Passage shown:
=-=-=-=-=

In June 2016, the FASB issued ASC 326, Financial Instruments- Credit Losses (“ASC 326”), which replaces the current “incurred loss” methodology for recognizing credit losses with an “expected loss” methodology. This new methodology requires that a financial asset measured at amortized cost be presented at the net amount expected to be collected. This standard is intended to provide more timely decision-useful information about the expected credit losses on financial instruments. This guidance is effective for fiscal years beginning after December 15, 2019, and early adoption is allowed as early as fiscal years beginning after December 15, 2018. We do not believe this new guidance will have a material impact on our consolidated financial statements.
Note 14. Subsequent Events
Distributions
On October 24, 2019, the Partnership announced that the Board declared Preferred Unit distributions for the third quarter of 2019, according to terms outlined in the Partnership Agreement. Distributions will be paid on November 14, 2019, to holders of record as of the close of business on November 7, 2019. The Class A Preferred Unit cash distributions will be $0.0430 per Class A Preferred Unit, or $0.5 million in aggregate. Additionally, the Class B Preferred Unit cash distributions will be $0.0306 per Class B Preferred Unit, or $0.3 million in aggregate.

=-=-=-=-=

Records:
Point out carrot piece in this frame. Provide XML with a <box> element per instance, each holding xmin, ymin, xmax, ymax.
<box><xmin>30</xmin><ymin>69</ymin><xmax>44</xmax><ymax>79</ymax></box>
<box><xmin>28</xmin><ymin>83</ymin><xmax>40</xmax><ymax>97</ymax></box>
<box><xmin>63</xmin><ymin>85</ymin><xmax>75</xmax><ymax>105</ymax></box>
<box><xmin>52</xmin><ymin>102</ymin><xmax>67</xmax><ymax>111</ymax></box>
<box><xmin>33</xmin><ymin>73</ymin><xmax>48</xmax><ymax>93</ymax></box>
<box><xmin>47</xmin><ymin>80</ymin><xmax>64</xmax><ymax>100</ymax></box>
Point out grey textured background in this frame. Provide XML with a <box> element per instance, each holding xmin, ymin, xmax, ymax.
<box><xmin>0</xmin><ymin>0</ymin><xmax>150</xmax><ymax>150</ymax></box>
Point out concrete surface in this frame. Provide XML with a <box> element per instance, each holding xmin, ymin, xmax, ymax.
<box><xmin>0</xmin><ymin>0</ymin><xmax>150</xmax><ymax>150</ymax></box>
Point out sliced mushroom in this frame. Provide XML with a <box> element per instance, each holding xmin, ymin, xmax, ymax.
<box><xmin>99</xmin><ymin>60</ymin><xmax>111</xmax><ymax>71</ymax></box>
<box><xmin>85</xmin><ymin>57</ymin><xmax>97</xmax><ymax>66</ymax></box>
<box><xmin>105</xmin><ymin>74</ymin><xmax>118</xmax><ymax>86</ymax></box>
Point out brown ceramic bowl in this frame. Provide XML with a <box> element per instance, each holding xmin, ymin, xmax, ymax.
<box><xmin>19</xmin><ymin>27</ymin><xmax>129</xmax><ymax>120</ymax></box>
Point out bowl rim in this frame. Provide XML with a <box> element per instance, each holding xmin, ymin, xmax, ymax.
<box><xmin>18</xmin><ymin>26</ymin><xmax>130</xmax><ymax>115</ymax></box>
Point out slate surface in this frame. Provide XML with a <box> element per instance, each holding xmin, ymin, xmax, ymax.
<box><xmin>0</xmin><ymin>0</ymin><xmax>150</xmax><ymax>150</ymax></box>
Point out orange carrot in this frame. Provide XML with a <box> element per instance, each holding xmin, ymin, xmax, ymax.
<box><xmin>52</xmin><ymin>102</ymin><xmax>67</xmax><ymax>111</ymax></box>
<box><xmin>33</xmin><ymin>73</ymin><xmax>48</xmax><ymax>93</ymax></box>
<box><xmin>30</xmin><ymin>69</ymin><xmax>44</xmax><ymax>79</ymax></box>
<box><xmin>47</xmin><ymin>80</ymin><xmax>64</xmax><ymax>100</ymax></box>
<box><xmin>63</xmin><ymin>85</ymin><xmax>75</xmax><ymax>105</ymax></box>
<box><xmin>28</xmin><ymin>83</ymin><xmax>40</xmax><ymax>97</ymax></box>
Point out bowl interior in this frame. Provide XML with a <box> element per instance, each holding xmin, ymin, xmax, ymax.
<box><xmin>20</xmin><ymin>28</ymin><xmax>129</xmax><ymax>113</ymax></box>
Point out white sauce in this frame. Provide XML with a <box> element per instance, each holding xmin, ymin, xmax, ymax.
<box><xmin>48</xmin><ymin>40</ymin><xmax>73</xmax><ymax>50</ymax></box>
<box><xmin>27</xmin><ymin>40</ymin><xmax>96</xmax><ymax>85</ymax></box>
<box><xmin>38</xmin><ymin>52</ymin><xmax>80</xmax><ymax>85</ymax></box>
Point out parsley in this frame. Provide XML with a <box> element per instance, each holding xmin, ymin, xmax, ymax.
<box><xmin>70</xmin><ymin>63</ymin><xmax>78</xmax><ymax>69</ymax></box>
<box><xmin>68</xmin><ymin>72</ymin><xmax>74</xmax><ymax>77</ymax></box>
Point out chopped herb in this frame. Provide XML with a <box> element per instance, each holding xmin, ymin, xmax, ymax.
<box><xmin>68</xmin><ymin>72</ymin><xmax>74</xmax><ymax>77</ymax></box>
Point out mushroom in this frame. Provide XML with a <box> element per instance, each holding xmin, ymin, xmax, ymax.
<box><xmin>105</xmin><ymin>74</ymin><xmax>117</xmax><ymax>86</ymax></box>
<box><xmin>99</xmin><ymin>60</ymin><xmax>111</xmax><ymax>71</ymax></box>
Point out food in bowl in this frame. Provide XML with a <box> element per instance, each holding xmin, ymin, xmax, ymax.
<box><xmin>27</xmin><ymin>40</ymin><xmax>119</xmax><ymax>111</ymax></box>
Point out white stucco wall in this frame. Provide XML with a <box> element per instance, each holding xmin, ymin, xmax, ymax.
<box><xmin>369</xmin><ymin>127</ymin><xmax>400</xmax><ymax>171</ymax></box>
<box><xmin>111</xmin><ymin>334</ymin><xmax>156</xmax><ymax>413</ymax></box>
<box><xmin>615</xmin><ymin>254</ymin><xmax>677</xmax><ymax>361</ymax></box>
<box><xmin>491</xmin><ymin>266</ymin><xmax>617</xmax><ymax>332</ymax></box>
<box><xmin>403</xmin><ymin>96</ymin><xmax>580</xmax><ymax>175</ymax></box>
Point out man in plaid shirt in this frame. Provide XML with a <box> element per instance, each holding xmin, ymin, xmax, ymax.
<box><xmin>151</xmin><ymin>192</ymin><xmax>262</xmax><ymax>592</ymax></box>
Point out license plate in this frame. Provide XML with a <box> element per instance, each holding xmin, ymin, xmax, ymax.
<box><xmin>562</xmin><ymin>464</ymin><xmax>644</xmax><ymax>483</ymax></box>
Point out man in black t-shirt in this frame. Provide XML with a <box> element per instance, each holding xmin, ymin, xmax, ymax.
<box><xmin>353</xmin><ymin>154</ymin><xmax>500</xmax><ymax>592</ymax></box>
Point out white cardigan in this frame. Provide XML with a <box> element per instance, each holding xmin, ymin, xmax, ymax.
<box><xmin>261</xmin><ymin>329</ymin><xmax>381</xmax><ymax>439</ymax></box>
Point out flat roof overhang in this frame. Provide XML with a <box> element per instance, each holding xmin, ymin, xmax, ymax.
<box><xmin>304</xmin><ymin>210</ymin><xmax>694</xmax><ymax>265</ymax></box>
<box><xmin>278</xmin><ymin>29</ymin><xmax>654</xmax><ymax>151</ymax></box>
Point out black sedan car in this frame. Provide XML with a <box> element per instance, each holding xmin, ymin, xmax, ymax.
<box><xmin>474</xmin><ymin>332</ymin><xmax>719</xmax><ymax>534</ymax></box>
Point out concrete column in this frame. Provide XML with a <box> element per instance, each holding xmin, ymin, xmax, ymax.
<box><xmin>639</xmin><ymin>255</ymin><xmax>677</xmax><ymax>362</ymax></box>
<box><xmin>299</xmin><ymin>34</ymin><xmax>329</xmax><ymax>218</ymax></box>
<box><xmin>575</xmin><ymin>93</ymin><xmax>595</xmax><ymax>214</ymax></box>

=-=-=-=-=

Tasks and exercises:
**A.** Could you quote the financial notes excerpt, starting at the words "In June 2016, the" and stopping after "consolidated financial statements."?
**B.** Which dates in the financial notes excerpt give a specific day of the month?
**C.** What comes next in the financial notes excerpt? Continue it from its final sentence.

Answer list:
**A.**
In June 2016, the FASB issued ASC 326, Financial Instruments- Credit Losses (“ASC 326”), which replaces the current “incurred loss” methodology for recognizing credit losses with an “expected loss” methodology. This new methodology requires that a financial asset measured at amortized cost be presented at the net amount expected to be collected. This standard is intended to provide more timely decision-useful information about the expected credit losses on financial instruments. This guidance is effective for fiscal years beginning after December 15, 2019, and early adoption is allowed as early as fiscal years beginning after December 15, 2018. We do not believe this new guidance will have a material impact on our consolidated financial statements.

**B.** December 15, 2019; December 15, 2018; October 24, 2019; November 14, 2019; November 7, 2019

**C.**
ITEM 2. MANAGEMENT’S DISCUSSION AND ANALYSIS OF FINANCIAL CONDITION AND RESULTS OF OPERATIONS
Management’s Discussion and Analysis of Financial Condition and Results of Operations should be read in conjunction with our unaudited condensed consolidated financial statements and the related notes thereto, as well as our Annual Report.
Overview
Mid-Con Energy Partners, LP is a publicly held limited partnership formed in July 2011 that engages in the ownership, acquisition and development of producing oil and natural gas properties in North America, with a focus on EOR. Our properties are located in Oklahoma and Wyoming. Our properties primarily consist of mature, legacy onshore oil reservoirs with long-lived, relatively predictable production profiles and low production decline rates.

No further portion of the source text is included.